◆ STATED TASK ◆
Turn the part of the listing below that runs from the line with "Planogram-check task. Target: pink flower" up to and including the line with "point(397, 41)" into a numbered list, leaving out any blank lines.

◆ RAW RECORDS ◆

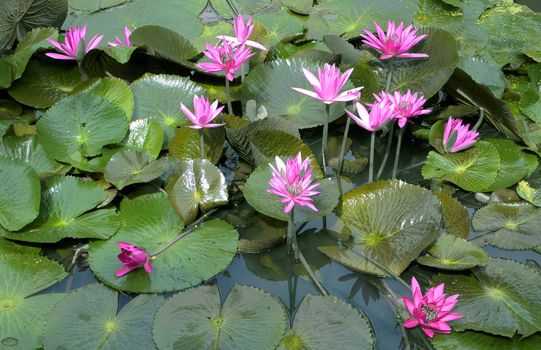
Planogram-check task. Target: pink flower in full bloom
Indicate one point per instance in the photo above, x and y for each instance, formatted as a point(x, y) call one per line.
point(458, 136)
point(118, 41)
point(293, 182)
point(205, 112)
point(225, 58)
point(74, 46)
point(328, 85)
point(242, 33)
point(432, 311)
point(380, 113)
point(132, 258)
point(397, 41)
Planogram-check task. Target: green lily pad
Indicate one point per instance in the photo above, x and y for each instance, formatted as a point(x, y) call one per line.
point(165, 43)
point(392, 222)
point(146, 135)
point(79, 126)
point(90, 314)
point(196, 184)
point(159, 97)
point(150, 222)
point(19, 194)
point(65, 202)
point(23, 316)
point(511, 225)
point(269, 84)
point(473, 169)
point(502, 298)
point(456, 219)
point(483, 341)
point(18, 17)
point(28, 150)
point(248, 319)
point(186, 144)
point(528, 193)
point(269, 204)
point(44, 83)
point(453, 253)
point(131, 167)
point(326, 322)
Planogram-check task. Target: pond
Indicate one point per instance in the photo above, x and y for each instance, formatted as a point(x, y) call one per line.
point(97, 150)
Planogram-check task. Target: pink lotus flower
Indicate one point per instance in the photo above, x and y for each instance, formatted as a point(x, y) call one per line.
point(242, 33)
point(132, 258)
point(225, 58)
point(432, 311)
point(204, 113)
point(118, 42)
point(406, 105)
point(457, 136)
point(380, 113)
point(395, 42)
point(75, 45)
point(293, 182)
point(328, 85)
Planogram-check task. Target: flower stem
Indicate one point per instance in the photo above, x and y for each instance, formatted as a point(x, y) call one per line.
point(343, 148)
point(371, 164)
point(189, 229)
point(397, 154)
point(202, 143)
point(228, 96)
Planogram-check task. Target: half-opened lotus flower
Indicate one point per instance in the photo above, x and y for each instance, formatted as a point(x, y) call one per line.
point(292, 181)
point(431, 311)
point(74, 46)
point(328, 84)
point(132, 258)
==
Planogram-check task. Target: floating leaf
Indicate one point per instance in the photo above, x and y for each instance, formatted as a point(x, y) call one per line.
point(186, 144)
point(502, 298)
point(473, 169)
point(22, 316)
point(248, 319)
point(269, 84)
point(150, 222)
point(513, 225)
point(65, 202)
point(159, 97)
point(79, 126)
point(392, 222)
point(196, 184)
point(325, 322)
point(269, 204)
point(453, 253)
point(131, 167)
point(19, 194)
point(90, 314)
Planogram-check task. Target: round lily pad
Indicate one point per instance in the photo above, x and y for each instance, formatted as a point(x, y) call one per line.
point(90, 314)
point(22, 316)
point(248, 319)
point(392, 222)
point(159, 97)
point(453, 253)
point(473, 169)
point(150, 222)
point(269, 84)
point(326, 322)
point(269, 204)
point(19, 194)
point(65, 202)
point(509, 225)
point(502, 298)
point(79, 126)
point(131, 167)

◆ IN RESPONSE ◆
1. Planogram-check task. Target: pink flower in full bloom
2. Indicate one point per instance in the photo above, x and y for each instance, formatted as a point(x, y) call one per line.
3. point(458, 136)
4. point(118, 41)
5. point(293, 182)
6. point(205, 112)
7. point(225, 58)
8. point(74, 46)
9. point(328, 85)
10. point(242, 33)
11. point(432, 311)
12. point(380, 113)
13. point(132, 258)
14. point(397, 41)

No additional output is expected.